Given exercise →
From the items below, pull out every line that contains the string "power". Matching is case-sensitive.

Data entries →
......
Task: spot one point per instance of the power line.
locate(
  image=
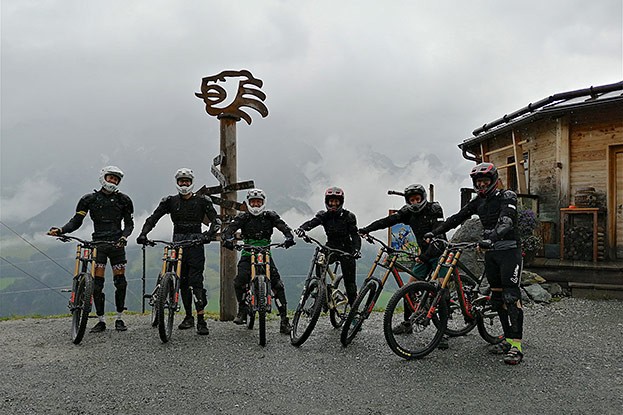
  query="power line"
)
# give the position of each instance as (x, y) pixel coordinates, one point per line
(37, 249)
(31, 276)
......
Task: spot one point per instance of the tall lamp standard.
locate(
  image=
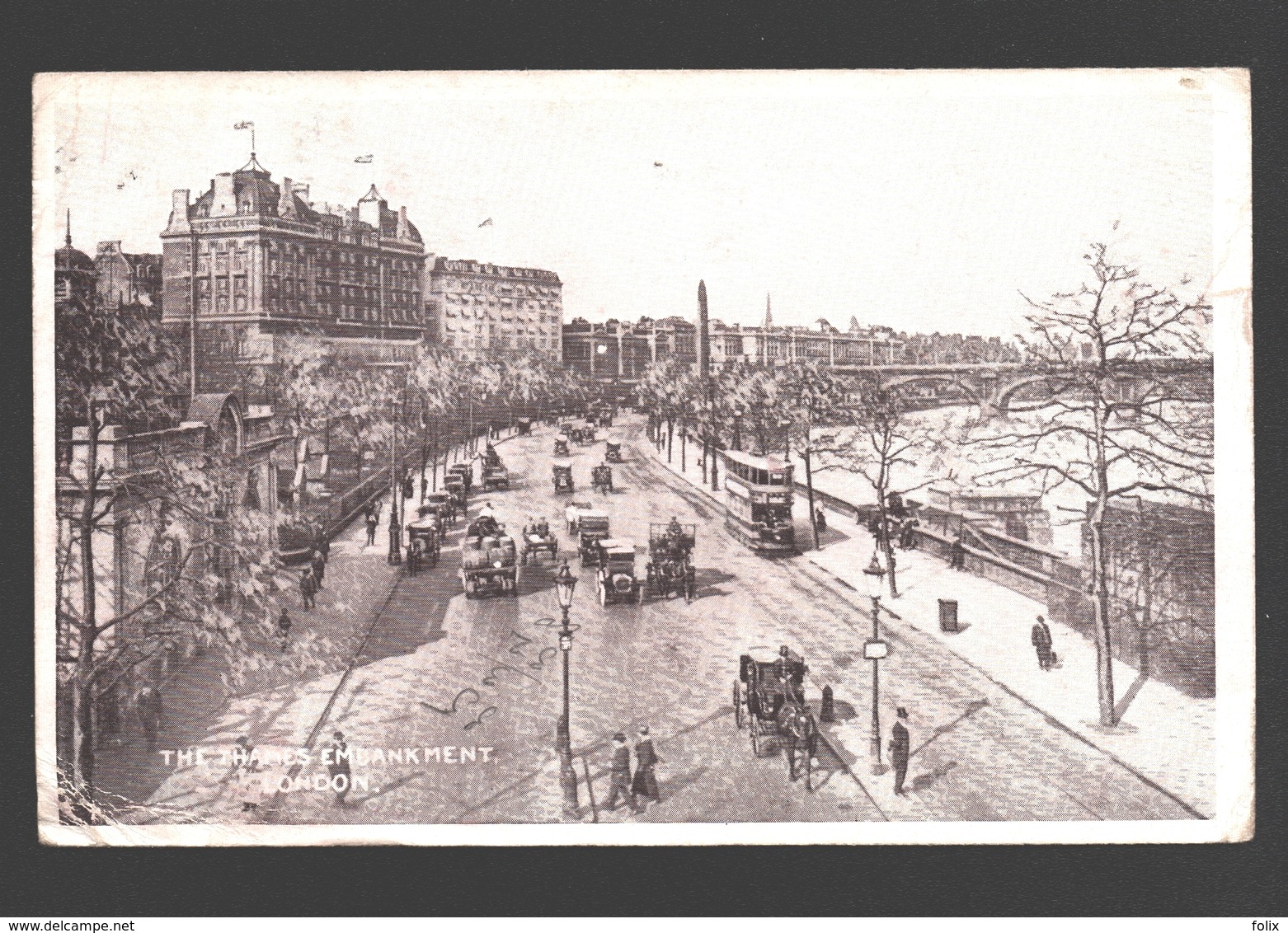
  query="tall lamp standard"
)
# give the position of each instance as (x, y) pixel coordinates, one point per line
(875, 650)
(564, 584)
......
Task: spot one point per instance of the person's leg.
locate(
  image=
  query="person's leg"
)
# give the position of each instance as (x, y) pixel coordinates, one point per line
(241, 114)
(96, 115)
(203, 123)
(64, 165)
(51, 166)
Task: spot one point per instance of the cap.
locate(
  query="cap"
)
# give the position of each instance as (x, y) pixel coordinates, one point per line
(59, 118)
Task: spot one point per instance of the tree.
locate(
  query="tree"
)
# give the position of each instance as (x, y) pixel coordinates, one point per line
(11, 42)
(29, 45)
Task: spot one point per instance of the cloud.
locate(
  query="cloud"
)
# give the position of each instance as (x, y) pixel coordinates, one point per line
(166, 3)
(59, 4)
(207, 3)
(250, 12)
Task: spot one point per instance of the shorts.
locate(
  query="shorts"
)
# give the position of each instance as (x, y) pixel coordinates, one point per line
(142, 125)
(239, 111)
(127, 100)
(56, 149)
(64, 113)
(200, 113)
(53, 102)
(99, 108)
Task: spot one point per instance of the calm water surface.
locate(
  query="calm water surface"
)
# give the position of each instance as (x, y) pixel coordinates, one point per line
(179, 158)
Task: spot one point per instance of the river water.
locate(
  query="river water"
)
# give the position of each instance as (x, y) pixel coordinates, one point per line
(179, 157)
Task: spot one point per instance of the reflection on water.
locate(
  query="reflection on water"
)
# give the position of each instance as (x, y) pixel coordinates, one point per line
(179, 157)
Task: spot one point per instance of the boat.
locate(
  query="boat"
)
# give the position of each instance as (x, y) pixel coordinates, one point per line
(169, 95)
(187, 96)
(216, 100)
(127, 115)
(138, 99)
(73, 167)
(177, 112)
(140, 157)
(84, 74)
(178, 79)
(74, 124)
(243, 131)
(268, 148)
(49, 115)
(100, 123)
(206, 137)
......
Complete output →
Task: spot one point per instance of the power line.
  query="power line"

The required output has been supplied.